◆ **Entries from a dataset**
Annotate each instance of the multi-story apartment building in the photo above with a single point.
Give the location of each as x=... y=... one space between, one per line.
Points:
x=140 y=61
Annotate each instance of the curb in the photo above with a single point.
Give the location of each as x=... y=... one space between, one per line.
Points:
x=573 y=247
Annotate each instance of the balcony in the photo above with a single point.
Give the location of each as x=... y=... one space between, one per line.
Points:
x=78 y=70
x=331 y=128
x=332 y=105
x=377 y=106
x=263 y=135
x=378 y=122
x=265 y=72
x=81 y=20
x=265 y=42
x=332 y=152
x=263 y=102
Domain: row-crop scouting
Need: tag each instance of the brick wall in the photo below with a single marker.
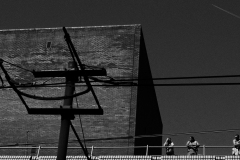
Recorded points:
(116, 48)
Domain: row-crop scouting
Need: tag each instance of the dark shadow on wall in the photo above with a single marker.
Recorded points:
(148, 118)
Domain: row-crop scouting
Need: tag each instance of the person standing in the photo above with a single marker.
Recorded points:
(192, 146)
(236, 144)
(169, 146)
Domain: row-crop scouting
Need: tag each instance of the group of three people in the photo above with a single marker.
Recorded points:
(193, 145)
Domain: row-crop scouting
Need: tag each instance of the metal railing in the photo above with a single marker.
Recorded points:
(92, 148)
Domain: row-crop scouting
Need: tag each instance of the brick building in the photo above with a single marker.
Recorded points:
(129, 111)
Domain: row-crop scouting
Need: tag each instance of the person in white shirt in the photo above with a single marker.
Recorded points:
(169, 146)
(236, 144)
(192, 146)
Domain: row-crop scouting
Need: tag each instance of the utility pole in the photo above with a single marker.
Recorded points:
(26, 151)
(65, 120)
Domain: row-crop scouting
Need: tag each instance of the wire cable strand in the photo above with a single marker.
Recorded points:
(17, 66)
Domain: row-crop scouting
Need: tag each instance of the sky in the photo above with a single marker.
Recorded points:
(183, 38)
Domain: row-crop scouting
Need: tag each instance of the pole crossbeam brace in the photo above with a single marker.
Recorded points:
(65, 111)
(70, 73)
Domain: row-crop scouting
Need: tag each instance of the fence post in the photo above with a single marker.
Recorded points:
(147, 150)
(204, 152)
(91, 151)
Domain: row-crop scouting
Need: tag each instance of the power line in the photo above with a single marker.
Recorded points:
(226, 11)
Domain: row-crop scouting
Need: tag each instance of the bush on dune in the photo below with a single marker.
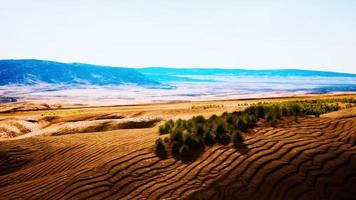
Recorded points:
(189, 138)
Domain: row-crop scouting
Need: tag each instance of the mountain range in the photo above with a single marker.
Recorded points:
(30, 72)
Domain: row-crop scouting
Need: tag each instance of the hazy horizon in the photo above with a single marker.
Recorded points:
(312, 35)
(182, 67)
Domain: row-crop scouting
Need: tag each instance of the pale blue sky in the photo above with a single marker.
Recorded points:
(251, 34)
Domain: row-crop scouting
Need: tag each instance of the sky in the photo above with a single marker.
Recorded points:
(250, 34)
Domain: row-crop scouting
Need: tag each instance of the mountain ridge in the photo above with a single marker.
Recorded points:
(34, 71)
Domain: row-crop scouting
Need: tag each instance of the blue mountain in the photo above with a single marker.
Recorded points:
(173, 72)
(40, 71)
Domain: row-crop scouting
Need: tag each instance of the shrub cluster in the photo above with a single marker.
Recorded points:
(188, 138)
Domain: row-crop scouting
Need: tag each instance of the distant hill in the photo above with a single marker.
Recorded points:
(158, 72)
(40, 71)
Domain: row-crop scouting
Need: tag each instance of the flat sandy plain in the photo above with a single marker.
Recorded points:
(66, 152)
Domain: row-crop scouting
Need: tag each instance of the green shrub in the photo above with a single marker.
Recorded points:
(187, 138)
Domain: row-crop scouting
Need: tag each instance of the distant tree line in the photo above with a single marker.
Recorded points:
(188, 138)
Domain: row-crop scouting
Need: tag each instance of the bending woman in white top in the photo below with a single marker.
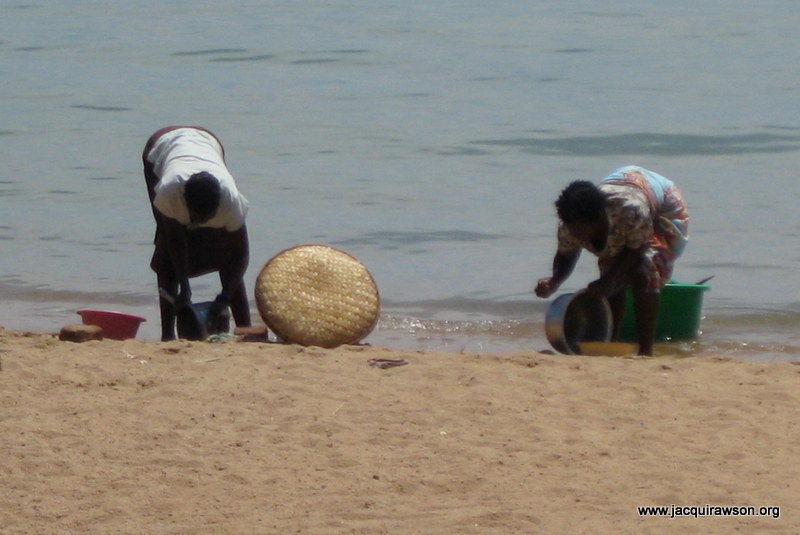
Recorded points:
(200, 222)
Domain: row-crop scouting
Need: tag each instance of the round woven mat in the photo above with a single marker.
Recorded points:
(316, 295)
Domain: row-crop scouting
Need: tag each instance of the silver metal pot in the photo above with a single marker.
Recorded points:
(577, 317)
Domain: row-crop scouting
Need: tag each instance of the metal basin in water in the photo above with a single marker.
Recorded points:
(577, 317)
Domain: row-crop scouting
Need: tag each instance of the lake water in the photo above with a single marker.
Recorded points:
(428, 139)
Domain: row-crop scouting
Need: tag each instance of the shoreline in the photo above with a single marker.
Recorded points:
(185, 437)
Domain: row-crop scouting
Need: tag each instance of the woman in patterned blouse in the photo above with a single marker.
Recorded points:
(635, 221)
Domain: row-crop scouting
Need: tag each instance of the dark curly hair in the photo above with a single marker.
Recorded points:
(581, 201)
(202, 193)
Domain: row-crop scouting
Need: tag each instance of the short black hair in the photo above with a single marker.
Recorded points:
(581, 201)
(202, 193)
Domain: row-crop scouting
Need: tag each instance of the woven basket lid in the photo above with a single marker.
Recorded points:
(316, 295)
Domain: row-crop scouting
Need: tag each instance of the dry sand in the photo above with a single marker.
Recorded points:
(131, 437)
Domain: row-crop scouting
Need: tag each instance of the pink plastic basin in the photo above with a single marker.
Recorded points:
(115, 325)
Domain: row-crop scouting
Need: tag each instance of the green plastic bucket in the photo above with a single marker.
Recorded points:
(679, 313)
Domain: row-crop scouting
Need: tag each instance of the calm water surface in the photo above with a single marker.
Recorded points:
(427, 139)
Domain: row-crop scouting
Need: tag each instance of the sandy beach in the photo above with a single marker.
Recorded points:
(134, 437)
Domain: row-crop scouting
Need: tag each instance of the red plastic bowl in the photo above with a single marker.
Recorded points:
(115, 325)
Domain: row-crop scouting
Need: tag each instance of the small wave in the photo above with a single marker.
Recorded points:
(652, 144)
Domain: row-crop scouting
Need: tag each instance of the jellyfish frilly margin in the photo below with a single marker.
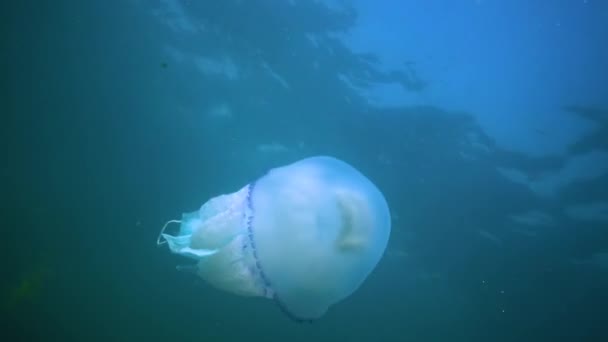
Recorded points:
(305, 234)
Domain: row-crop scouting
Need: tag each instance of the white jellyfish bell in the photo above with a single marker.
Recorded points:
(305, 235)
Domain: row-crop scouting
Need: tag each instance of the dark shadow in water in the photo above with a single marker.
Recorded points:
(112, 135)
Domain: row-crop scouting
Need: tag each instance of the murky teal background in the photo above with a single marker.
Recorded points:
(105, 136)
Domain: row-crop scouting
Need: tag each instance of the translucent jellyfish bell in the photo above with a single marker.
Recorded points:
(305, 235)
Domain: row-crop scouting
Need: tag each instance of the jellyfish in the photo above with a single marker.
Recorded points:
(305, 235)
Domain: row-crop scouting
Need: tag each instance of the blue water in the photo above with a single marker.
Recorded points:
(483, 122)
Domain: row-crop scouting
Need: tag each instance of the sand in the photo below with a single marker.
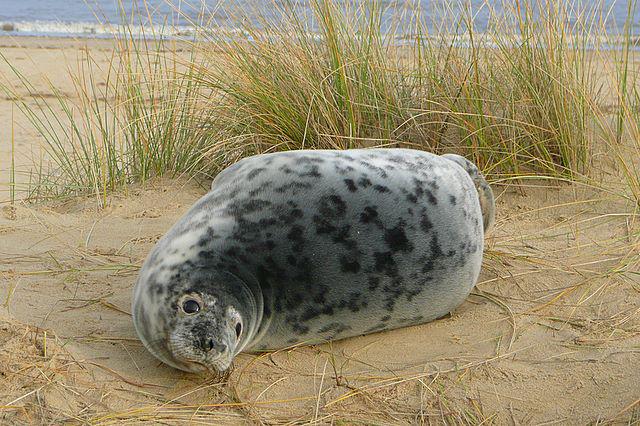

◆ **EXERCISE REQUIREMENTS**
Arrange the entries, from the first line up to and including the line containing "x=263 y=102", as a Markdown table with the columns No. and Line. Number each row and omit any blank lines.

◆ **COMPLETE ANSWER**
| No. | Line |
|---|---|
| 1 | Annotate each instance of the multi-story apartment building in the photo above with a single point. |
| 2 | Give the location of each as x=... y=... one space between, one per line. |
| 3 | Points: |
| 4 | x=140 y=61 |
| 5 | Annotate each instance of the curb in the photo above with a single point. |
| 6 | Give the location of each as x=... y=... one space between, one per line. |
| 7 | Points: |
| 8 | x=573 y=247 |
| 9 | Annotate each instance of the balcony in the photo above with a single point. |
| 10 | Give the location of each as x=... y=... one space between, one per line. |
| 11 | Points: |
| 12 | x=78 y=70 |
| 13 | x=331 y=128 |
| 14 | x=332 y=105 |
| 15 | x=377 y=106 |
| 16 | x=263 y=135 |
| 17 | x=378 y=122 |
| 18 | x=265 y=72 |
| 19 | x=81 y=20 |
| 20 | x=265 y=42 |
| 21 | x=332 y=152 |
| 22 | x=263 y=102 |